▶ What the task requires:
If a line in the data holds the string "below", list it.

Segment Start: Data shown

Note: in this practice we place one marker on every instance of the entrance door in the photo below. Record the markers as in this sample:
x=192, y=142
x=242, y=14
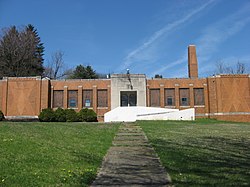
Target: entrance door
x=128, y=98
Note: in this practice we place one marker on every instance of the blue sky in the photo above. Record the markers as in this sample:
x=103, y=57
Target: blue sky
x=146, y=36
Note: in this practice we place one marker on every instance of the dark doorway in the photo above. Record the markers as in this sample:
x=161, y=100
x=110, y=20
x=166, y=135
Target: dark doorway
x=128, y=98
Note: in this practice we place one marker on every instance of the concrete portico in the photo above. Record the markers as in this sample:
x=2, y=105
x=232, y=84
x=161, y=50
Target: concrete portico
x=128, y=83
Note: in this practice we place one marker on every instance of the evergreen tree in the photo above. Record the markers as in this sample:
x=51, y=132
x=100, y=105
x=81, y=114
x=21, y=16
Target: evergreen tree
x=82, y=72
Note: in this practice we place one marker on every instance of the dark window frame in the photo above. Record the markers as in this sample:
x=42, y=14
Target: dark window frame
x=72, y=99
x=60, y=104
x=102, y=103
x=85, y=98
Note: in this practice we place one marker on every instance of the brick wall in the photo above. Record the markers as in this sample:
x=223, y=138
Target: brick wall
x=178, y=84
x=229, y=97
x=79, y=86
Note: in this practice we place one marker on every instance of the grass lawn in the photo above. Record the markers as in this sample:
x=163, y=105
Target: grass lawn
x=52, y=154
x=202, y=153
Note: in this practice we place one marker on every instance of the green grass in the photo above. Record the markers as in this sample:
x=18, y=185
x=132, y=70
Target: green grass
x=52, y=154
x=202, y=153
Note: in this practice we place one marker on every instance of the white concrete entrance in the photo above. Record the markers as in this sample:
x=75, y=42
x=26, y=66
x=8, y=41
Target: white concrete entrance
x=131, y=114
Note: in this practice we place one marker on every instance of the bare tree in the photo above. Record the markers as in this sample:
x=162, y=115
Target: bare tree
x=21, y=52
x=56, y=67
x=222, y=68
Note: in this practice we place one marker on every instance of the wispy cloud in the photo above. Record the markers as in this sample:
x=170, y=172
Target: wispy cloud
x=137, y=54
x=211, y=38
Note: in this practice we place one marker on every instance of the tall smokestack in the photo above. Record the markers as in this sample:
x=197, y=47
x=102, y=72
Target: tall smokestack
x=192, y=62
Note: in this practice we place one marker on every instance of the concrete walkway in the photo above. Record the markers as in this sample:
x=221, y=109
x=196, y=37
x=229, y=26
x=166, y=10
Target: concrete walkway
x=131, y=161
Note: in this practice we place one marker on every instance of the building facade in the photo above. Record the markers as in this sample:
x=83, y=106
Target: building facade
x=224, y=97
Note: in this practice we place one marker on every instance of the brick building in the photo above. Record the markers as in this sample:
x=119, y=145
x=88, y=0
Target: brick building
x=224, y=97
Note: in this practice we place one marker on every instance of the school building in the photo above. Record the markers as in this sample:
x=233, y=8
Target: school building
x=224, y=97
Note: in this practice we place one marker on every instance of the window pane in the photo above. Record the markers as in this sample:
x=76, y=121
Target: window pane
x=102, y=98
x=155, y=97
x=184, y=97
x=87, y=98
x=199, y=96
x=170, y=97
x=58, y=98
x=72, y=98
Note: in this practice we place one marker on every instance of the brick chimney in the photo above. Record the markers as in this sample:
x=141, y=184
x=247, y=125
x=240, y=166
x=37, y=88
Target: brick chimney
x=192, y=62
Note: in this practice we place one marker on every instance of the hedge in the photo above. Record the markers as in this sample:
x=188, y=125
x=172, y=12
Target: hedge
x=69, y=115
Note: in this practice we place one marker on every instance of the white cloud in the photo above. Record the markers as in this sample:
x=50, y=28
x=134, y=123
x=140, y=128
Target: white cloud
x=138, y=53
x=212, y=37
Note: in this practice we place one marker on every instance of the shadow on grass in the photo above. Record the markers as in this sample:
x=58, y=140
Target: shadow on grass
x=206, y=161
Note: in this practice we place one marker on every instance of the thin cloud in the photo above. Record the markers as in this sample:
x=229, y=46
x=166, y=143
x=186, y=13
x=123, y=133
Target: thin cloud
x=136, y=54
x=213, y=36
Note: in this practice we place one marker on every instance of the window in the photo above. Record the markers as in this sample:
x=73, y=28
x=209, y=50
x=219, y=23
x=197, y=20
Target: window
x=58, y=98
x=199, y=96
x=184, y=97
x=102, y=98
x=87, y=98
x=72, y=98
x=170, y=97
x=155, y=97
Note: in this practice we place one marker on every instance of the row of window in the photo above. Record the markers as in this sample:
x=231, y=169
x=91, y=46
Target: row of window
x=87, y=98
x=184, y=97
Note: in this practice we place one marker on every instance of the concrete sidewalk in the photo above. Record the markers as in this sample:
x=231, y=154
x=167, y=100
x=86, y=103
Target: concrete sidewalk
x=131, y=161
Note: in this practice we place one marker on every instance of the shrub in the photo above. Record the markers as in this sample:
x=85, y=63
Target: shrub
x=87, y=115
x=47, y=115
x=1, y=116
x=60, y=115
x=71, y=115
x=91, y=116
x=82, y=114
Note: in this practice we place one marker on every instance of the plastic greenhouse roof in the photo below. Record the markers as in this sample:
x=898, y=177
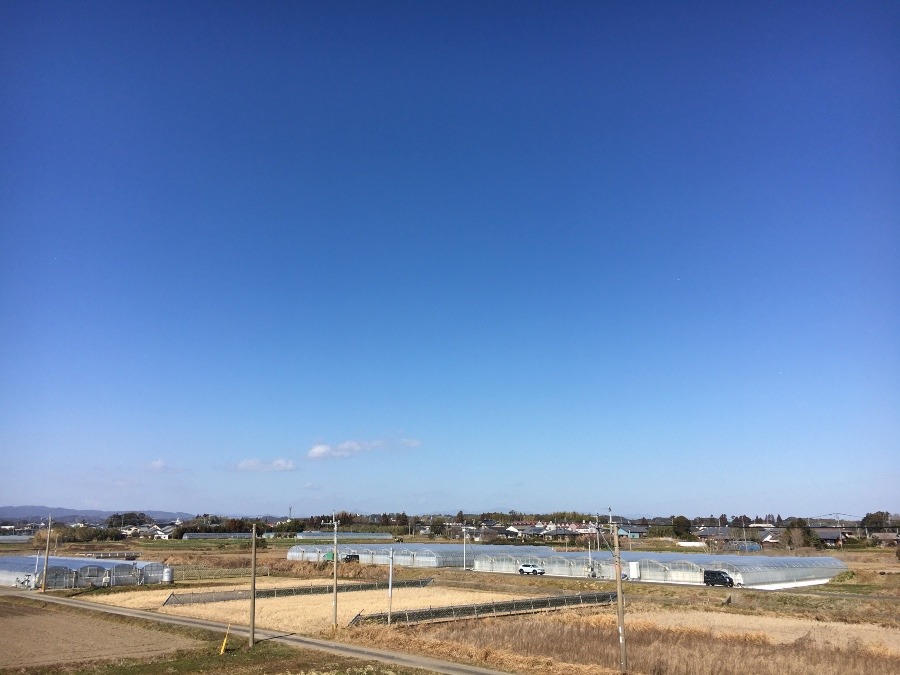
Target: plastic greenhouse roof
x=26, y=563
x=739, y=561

Segment End: Data shown

▶ Result of this task:
Note: in this practice we place one marker on every instance of the entrance door in the photo below. Record the markers as in this sample:
Note: in this practice we place one marker on every instance of the plastic greenhouse roof in the photo below. Record the markers as in this sample:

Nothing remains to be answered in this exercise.